SOURCE DATA
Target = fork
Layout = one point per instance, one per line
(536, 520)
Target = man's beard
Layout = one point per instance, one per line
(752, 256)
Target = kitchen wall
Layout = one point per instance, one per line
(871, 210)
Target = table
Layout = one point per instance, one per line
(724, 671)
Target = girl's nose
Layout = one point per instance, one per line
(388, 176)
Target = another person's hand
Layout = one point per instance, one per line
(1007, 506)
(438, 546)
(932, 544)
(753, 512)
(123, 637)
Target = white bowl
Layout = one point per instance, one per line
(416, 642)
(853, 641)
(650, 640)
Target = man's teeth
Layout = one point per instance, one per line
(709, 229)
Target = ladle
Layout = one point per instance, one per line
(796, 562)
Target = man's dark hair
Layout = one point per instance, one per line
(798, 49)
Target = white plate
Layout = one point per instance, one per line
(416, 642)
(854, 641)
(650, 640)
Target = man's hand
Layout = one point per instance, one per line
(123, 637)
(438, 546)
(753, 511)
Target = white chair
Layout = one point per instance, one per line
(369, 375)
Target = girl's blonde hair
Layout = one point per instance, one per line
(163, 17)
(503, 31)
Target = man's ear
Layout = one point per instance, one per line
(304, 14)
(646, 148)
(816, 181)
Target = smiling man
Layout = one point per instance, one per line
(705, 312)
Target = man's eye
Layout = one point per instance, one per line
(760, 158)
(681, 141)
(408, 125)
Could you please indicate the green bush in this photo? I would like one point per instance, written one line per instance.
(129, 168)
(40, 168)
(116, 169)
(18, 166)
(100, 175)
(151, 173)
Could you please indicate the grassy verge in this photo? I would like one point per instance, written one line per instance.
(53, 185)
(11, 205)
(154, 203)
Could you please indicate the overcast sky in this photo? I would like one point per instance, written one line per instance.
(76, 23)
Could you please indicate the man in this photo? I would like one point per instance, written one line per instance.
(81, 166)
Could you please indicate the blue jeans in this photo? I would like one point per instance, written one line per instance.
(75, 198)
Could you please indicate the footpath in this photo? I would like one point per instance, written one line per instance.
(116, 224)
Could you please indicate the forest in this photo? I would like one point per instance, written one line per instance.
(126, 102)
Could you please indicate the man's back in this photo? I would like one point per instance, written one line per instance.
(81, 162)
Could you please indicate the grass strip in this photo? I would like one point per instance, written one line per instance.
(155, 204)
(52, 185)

EXERCISE BRIEF
Restate the whole set of entries exactly.

ANSWER SECTION
Target = fork
Layout = one point per instance, one per line
(536, 520)
Target = man's beard
Layout = one point per instance, one per line
(752, 256)
Target = kitchen wall
Layout = one point per instance, one per line
(871, 210)
Target = table
Layout = one point per instance, one per line
(724, 671)
Target = girl's nose
Layout = one point per instance, one per line
(388, 176)
Target = another person's hand
Layout = one point per instance, one per line
(1007, 506)
(438, 546)
(932, 544)
(753, 512)
(123, 637)
Target = white bowl
Layout = one point per instance, one per line
(416, 642)
(853, 641)
(650, 640)
Target = man's teeth
Layout = one point per instance, one per line
(709, 229)
Target = ladle
Layout = one point per instance, one per line
(796, 562)
Target = man's dark hair
Layout = one point per instance, one per line
(798, 49)
Target = white plate
Layout = one point per instance, one per line
(416, 642)
(854, 641)
(650, 640)
Target = man's hand
Layout = one point per instance, one per line
(123, 637)
(438, 546)
(753, 511)
Target = white chair
Layout = one point per instance, one per line
(369, 375)
Target = girl's blonde hair
Layout = one point per instance, one per line
(163, 17)
(503, 31)
Target = man's ear
Layout = one point per instance, one per line
(304, 14)
(646, 148)
(816, 181)
Target = smiling man
Layout = one point per instance, one per line
(705, 312)
Target = man's eye
Layout = one point per instance, one per line
(760, 158)
(681, 141)
(408, 125)
Could you please indicate the green bush in this photo? I would like one point per instance, written one line per instance.
(129, 168)
(40, 168)
(116, 169)
(18, 166)
(100, 175)
(151, 173)
Could you please indicate the grassy verge in this photo? I would like one point per instance, written one line per instance.
(53, 185)
(11, 205)
(154, 203)
Could you please indicate the overcast sky in this photo? I would like one point per instance, written one line per instance.
(76, 23)
Could you please indicate the man in this photo? I would like one point per instance, written one line per instance.
(81, 166)
Could you please indicate the blue jeans in this photo? I would like one point per instance, written one line per instance.
(75, 198)
Could you please indicate the footpath in this photo? I would like one point per instance, written one line per instance.
(116, 224)
Could you please indicate the forest in this photo? I would like one point per instance, written one line per instance.
(126, 102)
Could you please indicate the man's back in this photo? I would like one point per instance, written one line per instance.
(81, 162)
Could you please indicate the grass strip in this photo? I would like one point per instance, written one line per instance.
(155, 204)
(52, 185)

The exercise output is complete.